* **Task directions**
Locate every line in the items below that contains the word "nose", and copy each of those lines in full.

* **Material shown**

[BEGIN]

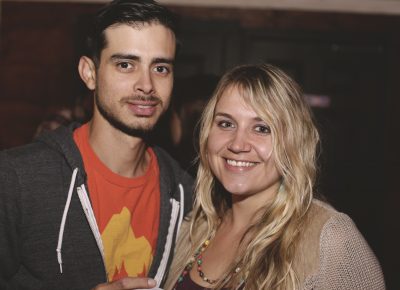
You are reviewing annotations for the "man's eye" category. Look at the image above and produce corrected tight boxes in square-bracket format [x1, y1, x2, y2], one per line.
[154, 65, 170, 74]
[254, 125, 271, 134]
[118, 62, 132, 70]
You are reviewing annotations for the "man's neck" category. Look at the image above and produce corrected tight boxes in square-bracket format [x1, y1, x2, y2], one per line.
[89, 120, 150, 177]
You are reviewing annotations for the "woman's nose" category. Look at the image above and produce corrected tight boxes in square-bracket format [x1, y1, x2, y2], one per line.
[228, 131, 251, 153]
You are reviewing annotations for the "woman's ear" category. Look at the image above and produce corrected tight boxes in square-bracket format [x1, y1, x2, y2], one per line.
[78, 56, 96, 91]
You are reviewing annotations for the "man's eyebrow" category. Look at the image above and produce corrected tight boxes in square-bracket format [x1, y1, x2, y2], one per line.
[151, 57, 175, 64]
[111, 53, 140, 60]
[111, 53, 175, 64]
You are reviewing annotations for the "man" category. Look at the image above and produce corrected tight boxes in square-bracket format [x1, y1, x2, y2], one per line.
[0, 0, 192, 290]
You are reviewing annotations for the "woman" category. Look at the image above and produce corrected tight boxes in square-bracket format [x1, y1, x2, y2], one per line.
[166, 65, 385, 290]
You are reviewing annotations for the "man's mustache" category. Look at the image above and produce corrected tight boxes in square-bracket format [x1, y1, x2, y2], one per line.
[121, 95, 162, 103]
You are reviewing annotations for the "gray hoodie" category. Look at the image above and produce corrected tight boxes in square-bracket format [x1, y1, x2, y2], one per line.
[0, 124, 193, 290]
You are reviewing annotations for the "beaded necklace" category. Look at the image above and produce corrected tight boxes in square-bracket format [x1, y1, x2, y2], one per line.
[174, 238, 244, 290]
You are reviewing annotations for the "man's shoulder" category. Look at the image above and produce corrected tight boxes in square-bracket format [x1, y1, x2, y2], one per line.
[152, 146, 191, 178]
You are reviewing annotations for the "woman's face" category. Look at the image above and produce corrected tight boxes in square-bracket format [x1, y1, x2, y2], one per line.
[207, 86, 280, 199]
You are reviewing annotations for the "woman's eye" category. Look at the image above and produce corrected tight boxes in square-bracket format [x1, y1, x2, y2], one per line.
[255, 125, 271, 134]
[217, 121, 234, 128]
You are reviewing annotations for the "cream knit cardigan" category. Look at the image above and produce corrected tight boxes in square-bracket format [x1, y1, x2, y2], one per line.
[164, 199, 385, 290]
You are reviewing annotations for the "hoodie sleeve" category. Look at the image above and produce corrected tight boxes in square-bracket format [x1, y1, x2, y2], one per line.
[0, 152, 20, 289]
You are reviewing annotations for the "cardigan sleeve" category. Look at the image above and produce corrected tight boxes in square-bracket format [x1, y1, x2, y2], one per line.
[314, 213, 385, 290]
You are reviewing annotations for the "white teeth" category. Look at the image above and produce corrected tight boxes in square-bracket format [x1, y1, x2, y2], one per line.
[226, 159, 256, 167]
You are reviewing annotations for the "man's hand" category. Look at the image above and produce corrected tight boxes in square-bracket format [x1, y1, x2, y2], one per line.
[92, 277, 156, 290]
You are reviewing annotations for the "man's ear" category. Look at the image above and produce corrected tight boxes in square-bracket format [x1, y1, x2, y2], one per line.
[78, 56, 96, 91]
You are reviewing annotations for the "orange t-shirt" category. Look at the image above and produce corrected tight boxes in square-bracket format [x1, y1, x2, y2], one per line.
[74, 124, 160, 281]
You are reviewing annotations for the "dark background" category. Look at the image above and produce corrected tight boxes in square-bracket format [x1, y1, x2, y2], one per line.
[0, 1, 400, 290]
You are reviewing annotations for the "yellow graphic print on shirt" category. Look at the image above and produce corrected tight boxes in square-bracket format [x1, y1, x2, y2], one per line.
[101, 207, 153, 281]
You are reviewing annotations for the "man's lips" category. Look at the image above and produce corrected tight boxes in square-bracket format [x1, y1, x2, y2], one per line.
[127, 100, 160, 117]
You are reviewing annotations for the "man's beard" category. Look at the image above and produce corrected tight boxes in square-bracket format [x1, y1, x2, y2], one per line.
[94, 90, 159, 139]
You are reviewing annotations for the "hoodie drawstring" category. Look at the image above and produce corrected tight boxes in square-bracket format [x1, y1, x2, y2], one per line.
[176, 183, 185, 240]
[56, 168, 78, 274]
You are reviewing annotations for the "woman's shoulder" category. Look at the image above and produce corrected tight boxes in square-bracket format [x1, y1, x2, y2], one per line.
[298, 200, 385, 289]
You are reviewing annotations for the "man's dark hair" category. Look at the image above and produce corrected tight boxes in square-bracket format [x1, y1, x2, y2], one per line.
[86, 0, 178, 67]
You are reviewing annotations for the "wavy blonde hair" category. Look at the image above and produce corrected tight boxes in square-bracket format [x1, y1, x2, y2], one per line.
[168, 64, 319, 290]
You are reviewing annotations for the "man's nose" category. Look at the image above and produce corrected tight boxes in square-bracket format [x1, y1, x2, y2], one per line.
[135, 69, 154, 95]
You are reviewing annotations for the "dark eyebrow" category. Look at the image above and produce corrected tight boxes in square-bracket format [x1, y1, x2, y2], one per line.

[END]

* **Answer for this exercise**
You are reviewing annotations for the "woman's nose" category. Look at the image above and produce corrected tight boxes in square-bracket format [x1, y1, x2, y2], one per line.
You are reviewing annotations for the "man's nose" category. Look at the image above and produce corrected tight boxes in square-bracket format [x1, y1, x2, y2], one per line.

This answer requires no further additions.